━━━ ТЕКСТ ДЛЯ ЧТЕНИЯ ━━━

Для меня лично размышлять над подобным вопросом - прямая потеря времени, уж извините если кого обидел. Прямого знания, разумеется, нет, но нет и нужды в догадках, версиях, размышления а-ля Моуди.
Все идет как идет, восходит солнце и роса покидает траву, стремнина не делится на то и это, струи и воду, блики и брызги.
Созерцайте стремнину, станьте стремниной, разделите с ней бытие-время, как бы грубо не звучали эти пустые слова.
Побить десятые в дроби можно только сотыми, сотые же бессильны против тысячных и так далее. Версии и мысли могут плодиться, умирать, рождаться и снова плодиться, уступая друг другу пространство ума подобно этносам, блуждающим по континентам, подобно огням в углях, облакам и птицам.
Вот эта свобода ума и есть истинная цель, сострадание - следствие и причина.
Так откуда же вы пришли?

----------


## Топпер

Всё это здорово, что вы написали.  Но немного не по делу. И вот почему:
Задали совершенно конкретный, двойственный, можно сказать, вопрос. Вопрос полностью с т.з. относитлеьной, мирской истины: "чем вы считаете Буддизм: религией или нет"
Это всё-равно, что спросить вас: кто вы мужчина или женщина.

━━━

НАД ЧЕМ РАБОТАТЬ>
1. Определите, соответствуют ли тексту о буддизме утверждения (а), (б) и (в). Для каждого ответьте «да» или «нет» и приведите точную цитату из текста, на которой основан ответ.
(а) Автор первого сообщения считает размышления над подобным вопросом потерей времени.
(б) По словам автора первого сообщения, сотые способны побить тысячные.
(в) Истинной целью автор первого сообщения называет свободу ума.
2. Перепишите из текста о буддизме без изменений всё, что идёт от слов «Все идет как» вниз до слов «же вы пришли?» включительно.
Приведённый далее материал для работы не понадобится.

━━━ ПРЕДСТАВЛЕННЫЙ МАТЕРИАЛ ━━━

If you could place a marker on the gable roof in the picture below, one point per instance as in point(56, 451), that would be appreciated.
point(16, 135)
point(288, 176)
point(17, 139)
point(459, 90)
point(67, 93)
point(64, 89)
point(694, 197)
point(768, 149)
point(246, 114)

━━━

ОТВЕТЫ К ЗАДАНИЯМ>
1.
(а) Да: «Для меня лично размышлять над подобным вопросом - прямая потеря времени».
(б) Нет: «сотые же бессильны против тысячных».
(в) Да: «Вот эта свобода ума и есть истинная цель».

2.
Все идет как идет, восходит солнце и роса покидает траву, стремнина не делится на то и это, струи и воду, блики и брызги.
Созерцайте стремнину, станьте стремниной, разделите с ней бытие-время, как бы грубо не звучали эти пустые слова.
Побить десятые в дроби можно только сотыми, сотые же бессильны против тысячных и так далее. Версии и мысли могут плодиться, умирать, рождаться и снова плодиться, уступая друг другу пространство ума подобно этносам, блуждающим по континентам, подобно огням в углях, облакам и птицам.
Вот эта свобода ума и есть истинная цель, сострадание - следствие и причина.
Так откуда же вы пришли?